* What is being asked
From the publication listing, return the passage word for word, beginning at the words "Knowledge-Based Systems, cilt.318, 2025" and stopping after the words "Technology Abstracts (LISTA)".

*** Exercise text

SMOTE-based data augmentation for accurate classification of neutron halo nuclei: A machine learning approach in nuclear physics


Yeşilkanat C. M., AKKOYUN S.

Knowledge-Based Systems, cilt.318, 2025 (SCI-Expanded) identifier

  • Yayın Türü: Makale / Tam Makale
  • Cilt numarası: 318
  • Basım Tarihi: 2025
  • Doi Numarası: 10.1016/j.knosys.2025.113580
  • Dergi Adı: Knowledge-Based Systems
  • Derginin Tarandığı İndeksler: Science Citation Index Expanded (SCI-EXPANDED), Scopus, Academic Search Premier, Applied Science & Technology Source, Compendex, Computer & Applied Sciences, INSPEC, Library and Information Science Abstracts, Library, Information Science & Technology Abstracts (LISTA)

******
*** Extracted records

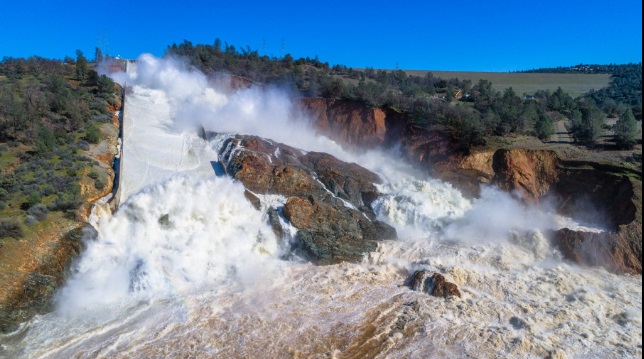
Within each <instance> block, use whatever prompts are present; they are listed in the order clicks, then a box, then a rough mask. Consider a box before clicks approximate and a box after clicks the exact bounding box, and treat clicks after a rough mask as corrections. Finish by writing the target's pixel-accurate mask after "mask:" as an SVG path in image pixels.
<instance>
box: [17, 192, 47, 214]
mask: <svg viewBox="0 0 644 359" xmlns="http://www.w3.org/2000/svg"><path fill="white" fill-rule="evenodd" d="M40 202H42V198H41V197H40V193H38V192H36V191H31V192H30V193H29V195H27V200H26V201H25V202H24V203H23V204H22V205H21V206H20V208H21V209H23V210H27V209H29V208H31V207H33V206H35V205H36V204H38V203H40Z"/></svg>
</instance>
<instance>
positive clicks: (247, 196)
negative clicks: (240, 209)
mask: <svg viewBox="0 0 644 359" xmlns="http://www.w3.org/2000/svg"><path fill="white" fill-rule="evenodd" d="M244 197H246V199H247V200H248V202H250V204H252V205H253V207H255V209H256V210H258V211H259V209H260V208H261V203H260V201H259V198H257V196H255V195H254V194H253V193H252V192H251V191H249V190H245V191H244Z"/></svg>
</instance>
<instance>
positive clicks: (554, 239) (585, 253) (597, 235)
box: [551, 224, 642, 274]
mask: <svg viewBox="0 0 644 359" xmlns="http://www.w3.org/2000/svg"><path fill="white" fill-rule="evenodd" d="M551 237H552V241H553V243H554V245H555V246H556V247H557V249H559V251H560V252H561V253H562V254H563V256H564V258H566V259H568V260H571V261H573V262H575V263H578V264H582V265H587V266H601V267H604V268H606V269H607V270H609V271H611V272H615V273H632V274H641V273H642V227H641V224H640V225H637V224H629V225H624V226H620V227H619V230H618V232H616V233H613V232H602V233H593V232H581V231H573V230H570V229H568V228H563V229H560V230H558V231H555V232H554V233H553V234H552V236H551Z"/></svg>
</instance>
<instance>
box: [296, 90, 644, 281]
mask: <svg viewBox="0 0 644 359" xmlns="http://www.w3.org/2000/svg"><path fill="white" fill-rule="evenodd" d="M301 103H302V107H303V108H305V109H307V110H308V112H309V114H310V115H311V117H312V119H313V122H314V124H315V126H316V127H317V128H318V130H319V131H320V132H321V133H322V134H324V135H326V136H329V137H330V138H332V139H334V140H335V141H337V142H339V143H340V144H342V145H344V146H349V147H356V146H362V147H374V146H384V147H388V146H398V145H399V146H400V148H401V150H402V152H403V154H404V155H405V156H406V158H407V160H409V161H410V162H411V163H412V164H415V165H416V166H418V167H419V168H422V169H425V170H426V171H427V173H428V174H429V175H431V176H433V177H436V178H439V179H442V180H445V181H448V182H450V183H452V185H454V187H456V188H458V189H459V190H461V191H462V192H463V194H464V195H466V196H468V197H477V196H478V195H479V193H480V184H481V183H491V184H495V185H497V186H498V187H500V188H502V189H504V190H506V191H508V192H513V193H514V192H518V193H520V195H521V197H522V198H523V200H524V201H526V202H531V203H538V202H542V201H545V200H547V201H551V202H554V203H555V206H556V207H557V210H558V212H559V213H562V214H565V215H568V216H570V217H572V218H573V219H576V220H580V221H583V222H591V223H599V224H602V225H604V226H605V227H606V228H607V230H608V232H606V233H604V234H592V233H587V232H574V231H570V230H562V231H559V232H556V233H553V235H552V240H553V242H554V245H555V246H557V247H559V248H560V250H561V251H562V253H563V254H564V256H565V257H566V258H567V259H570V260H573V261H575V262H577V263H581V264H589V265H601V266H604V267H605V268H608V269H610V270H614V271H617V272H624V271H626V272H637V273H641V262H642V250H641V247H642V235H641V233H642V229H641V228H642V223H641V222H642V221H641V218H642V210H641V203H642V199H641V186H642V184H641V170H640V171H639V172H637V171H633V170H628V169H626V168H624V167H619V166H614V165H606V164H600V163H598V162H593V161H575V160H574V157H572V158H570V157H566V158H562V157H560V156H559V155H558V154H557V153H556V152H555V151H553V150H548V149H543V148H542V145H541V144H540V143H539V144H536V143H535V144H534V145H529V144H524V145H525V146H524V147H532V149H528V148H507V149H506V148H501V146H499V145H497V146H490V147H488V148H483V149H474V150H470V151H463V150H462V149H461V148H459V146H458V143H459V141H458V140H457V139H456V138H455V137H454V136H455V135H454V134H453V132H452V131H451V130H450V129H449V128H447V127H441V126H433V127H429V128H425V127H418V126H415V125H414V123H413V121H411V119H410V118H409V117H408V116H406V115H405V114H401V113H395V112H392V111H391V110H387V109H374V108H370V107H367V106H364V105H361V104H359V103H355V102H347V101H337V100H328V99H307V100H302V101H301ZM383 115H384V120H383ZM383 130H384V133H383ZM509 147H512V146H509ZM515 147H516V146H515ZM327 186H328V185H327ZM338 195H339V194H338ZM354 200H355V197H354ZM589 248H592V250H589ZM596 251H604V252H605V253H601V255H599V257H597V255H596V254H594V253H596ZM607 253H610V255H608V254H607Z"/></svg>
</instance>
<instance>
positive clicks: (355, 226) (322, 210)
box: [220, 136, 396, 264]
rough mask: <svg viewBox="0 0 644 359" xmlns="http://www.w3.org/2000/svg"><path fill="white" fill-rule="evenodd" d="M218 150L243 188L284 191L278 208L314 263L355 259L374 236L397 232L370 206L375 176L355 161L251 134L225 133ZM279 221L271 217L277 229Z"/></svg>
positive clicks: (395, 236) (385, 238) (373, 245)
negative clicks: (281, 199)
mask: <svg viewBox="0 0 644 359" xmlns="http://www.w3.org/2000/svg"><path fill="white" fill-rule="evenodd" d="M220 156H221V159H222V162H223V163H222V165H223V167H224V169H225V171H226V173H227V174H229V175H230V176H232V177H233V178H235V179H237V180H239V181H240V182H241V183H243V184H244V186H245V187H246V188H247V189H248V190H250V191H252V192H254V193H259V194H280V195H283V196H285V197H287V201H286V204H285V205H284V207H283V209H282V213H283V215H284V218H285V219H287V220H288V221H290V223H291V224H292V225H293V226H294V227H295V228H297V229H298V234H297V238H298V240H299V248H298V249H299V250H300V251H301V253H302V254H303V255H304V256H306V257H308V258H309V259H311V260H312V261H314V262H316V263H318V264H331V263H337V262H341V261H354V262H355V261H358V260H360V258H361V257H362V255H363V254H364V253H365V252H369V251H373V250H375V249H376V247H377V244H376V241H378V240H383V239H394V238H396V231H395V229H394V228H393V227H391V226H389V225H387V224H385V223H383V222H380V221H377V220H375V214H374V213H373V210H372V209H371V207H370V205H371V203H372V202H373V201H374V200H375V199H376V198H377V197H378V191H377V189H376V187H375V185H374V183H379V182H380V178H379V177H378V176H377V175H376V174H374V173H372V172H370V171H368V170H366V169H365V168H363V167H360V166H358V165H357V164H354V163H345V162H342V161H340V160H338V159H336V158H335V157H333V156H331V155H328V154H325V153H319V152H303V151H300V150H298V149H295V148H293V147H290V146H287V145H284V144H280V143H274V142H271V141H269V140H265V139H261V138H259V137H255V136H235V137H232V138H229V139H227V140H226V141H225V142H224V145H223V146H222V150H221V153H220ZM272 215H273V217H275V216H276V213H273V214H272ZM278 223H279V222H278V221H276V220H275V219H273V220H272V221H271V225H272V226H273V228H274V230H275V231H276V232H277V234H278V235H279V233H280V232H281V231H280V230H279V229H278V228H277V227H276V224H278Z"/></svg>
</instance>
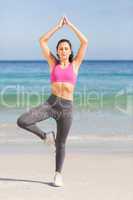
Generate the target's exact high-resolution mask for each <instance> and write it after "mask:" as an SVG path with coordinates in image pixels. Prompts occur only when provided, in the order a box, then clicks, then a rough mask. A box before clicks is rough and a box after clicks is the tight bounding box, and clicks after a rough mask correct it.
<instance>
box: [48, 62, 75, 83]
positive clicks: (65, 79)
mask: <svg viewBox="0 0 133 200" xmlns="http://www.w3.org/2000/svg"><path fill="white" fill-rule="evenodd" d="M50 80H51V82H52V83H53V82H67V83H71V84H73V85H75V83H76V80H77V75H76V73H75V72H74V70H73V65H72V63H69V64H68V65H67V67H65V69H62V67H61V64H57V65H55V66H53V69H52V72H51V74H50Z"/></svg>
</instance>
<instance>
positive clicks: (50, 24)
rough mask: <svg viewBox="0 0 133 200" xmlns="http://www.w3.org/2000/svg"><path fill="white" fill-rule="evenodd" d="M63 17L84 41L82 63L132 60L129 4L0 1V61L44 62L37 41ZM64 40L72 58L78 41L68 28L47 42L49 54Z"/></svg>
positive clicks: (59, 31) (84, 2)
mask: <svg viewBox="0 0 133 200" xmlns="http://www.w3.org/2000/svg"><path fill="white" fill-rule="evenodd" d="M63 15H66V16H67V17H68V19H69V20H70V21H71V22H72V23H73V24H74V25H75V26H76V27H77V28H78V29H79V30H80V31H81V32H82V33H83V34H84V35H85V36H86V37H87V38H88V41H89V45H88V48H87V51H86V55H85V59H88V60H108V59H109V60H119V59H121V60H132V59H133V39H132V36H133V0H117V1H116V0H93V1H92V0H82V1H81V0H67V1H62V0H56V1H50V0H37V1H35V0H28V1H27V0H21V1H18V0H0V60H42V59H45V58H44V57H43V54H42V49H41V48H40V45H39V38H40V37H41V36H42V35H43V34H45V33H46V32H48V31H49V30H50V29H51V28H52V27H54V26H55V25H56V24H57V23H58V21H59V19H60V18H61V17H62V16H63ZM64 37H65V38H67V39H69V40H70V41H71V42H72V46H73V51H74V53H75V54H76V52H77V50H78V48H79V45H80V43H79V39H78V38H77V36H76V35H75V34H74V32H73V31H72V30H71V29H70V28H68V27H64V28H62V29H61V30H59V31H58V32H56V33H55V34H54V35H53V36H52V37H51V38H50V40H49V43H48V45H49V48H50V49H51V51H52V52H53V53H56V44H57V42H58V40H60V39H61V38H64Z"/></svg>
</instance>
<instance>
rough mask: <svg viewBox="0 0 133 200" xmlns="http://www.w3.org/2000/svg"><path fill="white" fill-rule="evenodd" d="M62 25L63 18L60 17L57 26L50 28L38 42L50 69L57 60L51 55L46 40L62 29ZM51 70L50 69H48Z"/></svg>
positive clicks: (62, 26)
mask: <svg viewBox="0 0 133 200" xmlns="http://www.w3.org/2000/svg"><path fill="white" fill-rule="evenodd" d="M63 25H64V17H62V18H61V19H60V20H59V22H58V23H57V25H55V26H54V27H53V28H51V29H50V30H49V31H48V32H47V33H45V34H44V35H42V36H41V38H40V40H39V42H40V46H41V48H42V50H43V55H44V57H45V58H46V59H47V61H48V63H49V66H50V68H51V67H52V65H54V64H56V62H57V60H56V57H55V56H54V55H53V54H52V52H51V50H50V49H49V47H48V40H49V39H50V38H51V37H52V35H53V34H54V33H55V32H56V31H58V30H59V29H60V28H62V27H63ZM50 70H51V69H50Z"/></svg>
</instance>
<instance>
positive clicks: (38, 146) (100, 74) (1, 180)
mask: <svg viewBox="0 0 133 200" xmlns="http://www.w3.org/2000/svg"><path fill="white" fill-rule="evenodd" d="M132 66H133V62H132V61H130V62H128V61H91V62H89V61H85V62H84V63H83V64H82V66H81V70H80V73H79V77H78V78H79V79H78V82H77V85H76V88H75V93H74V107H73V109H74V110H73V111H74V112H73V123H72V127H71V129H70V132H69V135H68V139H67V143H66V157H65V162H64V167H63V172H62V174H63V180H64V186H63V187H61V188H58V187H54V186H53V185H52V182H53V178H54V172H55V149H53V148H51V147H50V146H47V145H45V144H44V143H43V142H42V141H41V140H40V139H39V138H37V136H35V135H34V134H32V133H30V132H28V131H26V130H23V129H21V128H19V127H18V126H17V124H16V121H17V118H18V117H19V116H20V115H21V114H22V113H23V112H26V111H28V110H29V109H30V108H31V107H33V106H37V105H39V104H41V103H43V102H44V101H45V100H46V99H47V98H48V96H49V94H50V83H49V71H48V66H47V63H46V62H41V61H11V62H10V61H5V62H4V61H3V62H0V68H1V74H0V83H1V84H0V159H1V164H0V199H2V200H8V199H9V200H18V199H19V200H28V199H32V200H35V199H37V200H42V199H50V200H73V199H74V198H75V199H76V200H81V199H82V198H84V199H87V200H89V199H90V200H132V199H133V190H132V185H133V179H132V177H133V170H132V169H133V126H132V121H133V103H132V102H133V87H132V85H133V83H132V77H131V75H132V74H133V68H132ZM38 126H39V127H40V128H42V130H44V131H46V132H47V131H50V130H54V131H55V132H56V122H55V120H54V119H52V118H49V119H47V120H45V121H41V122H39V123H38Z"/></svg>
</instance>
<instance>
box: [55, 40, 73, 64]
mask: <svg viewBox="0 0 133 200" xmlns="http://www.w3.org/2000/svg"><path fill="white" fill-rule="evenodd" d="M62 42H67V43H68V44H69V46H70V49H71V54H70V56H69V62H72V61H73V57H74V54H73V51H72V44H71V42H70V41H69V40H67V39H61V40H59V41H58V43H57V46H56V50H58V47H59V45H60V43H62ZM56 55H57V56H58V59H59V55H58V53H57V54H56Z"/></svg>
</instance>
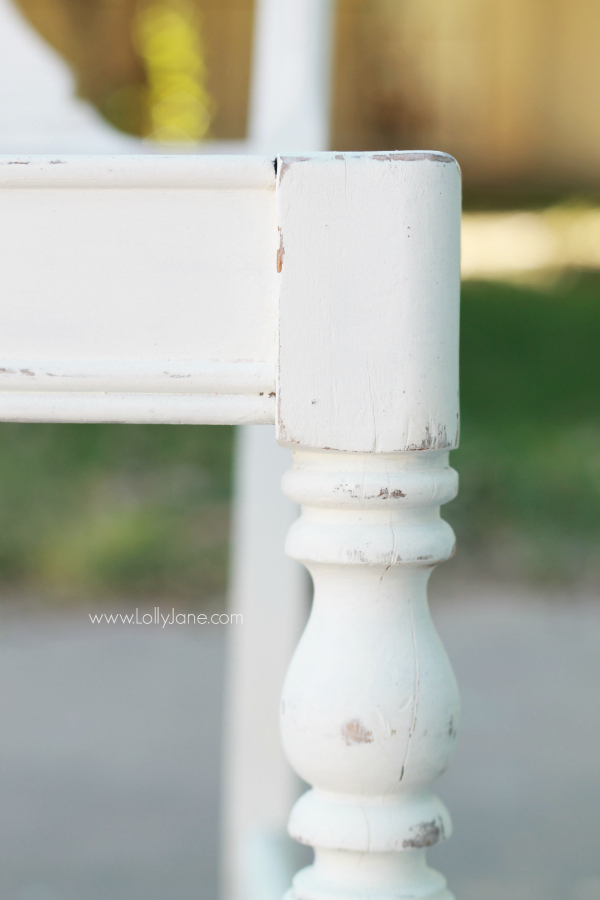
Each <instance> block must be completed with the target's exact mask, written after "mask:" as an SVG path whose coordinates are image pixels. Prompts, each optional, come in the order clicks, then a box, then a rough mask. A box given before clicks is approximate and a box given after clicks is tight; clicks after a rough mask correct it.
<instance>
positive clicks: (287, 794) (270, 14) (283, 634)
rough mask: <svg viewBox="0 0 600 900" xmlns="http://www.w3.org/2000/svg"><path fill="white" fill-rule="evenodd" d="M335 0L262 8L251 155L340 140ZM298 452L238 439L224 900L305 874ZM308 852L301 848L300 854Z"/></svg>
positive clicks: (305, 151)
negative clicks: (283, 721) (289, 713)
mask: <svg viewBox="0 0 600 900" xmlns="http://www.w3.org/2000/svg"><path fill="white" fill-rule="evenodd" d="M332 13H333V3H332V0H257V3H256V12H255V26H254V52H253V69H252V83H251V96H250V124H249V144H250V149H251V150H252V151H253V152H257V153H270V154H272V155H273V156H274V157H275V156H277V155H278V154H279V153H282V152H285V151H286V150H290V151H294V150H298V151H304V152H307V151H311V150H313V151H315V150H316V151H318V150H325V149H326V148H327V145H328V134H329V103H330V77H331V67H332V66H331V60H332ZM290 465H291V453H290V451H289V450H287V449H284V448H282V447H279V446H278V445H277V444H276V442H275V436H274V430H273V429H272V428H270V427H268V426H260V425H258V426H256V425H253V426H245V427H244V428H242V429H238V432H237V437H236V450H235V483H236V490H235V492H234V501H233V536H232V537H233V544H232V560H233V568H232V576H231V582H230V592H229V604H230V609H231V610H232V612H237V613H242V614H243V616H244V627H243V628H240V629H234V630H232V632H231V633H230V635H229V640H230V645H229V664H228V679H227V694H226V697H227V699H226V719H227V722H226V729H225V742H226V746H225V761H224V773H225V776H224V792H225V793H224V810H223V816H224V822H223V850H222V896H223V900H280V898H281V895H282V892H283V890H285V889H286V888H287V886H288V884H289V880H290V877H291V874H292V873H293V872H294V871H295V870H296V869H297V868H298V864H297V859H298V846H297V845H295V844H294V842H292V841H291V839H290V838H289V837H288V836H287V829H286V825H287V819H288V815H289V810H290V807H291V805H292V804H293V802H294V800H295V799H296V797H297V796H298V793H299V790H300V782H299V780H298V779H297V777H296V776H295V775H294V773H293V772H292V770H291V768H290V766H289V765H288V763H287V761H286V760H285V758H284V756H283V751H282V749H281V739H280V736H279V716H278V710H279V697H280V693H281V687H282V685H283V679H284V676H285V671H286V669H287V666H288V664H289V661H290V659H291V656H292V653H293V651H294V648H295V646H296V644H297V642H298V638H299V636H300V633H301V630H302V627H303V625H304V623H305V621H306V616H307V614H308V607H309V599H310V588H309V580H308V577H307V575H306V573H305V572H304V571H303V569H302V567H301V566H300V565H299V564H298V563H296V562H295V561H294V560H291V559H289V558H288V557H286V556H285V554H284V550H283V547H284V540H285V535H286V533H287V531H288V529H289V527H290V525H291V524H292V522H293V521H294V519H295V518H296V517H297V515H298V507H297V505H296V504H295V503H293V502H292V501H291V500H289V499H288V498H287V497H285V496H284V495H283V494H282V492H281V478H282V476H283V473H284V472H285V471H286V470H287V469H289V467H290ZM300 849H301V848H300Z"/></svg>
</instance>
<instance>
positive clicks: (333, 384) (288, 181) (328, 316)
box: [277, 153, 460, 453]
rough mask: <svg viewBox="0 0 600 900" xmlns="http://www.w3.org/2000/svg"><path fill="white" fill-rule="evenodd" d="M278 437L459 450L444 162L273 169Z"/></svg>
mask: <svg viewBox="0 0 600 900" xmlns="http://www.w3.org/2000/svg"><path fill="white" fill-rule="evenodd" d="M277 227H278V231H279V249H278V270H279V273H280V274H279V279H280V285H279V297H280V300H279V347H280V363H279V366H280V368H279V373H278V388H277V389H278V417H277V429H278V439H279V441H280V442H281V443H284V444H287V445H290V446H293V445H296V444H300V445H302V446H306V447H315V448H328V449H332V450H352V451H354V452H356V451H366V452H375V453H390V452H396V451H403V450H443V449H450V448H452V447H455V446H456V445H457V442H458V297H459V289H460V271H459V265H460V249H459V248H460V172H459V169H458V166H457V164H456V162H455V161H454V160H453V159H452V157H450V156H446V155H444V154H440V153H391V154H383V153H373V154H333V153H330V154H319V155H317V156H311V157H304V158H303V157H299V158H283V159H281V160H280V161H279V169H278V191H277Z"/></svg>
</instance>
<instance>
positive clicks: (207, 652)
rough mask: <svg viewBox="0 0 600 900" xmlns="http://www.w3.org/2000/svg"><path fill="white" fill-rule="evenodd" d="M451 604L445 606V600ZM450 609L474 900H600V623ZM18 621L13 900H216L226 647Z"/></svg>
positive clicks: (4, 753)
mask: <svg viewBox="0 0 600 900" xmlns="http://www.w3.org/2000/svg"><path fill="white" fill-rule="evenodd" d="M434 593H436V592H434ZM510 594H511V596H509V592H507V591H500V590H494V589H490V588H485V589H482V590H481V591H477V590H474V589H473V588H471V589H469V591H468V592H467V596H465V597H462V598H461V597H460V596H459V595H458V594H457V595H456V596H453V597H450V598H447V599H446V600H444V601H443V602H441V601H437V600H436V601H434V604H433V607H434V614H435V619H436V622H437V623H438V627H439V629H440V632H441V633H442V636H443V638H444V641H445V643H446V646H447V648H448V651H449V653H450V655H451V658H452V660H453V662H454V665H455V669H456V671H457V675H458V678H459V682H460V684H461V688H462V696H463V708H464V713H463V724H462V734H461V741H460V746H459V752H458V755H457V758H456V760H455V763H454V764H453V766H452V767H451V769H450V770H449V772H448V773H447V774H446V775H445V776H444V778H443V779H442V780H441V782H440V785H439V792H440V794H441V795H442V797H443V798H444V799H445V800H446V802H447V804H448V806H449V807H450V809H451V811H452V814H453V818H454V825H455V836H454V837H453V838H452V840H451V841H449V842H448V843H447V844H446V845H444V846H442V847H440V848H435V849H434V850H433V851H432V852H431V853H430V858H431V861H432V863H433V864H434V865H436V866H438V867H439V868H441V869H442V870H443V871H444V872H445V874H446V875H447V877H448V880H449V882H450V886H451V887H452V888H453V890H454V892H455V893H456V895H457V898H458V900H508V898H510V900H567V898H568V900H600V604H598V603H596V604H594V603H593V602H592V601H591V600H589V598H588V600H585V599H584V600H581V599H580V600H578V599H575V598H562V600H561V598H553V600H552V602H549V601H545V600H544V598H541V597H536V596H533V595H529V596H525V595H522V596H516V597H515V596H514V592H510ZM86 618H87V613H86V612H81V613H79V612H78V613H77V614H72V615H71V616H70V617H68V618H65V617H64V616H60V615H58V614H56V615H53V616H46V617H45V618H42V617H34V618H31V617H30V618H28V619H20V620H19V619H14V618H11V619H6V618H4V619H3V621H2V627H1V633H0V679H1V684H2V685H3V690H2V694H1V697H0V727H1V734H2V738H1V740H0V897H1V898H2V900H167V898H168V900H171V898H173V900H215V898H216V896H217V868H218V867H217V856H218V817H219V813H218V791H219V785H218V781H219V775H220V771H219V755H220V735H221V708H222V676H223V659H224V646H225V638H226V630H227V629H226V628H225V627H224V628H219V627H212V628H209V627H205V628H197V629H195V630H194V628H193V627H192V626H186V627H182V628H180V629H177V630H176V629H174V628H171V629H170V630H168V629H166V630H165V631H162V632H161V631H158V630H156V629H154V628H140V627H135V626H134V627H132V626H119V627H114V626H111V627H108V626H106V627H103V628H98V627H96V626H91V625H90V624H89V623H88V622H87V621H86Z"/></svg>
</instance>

******

* Solution
Knowledge-Based Systems, cilt.318, 2025 (SCI-Expanded) identifier

  • Yayın Türü: Makale / Tam Makale
  • Cilt numarası: 318
  • Basım Tarihi: 2025
  • Doi Numarası: 10.1016/j.knosys.2025.113580
  • Dergi Adı: Knowledge-Based Systems
  • Derginin Tarandığı İndeksler: Science Citation Index Expanded (SCI-EXPANDED), Scopus, Academic Search Premier, Applied Science & Technology Source, Compendex, Computer & Applied Sciences, INSPEC, Library and Information Science Abstracts, Library, Information Science & Technology Abstracts (LISTA)